Description of the task. Wherever a line in the records below contains "small", copy that line.

Listed entries.
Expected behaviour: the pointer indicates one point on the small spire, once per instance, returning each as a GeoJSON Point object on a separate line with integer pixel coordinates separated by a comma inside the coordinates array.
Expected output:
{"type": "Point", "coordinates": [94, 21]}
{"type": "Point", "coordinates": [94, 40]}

...

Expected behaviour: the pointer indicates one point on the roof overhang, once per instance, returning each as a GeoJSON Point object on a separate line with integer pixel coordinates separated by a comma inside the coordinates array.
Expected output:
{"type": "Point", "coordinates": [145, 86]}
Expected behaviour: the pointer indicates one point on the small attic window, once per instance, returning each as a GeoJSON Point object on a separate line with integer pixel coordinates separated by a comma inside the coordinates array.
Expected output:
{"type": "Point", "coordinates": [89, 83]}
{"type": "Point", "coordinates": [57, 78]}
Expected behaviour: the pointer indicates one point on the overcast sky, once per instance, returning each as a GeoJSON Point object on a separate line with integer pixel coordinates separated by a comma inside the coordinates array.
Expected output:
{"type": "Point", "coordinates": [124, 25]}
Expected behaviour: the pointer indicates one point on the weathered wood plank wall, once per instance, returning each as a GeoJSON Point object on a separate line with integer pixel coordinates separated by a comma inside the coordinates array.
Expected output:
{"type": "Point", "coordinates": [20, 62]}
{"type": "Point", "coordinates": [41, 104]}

Output.
Expected behaviour: the pointer indicates one point on the small spire, once per instance, returning each as a GeoJSON Point object on a separate line with integer pixel coordinates separated by a comma inside the coordinates array.
Expected behaviour: the pointer indicates one point on the small attic window, once per instance, returning each as a GeoJSON Point object on a separate line with integer pixel coordinates separated by a comma inside the coordinates array.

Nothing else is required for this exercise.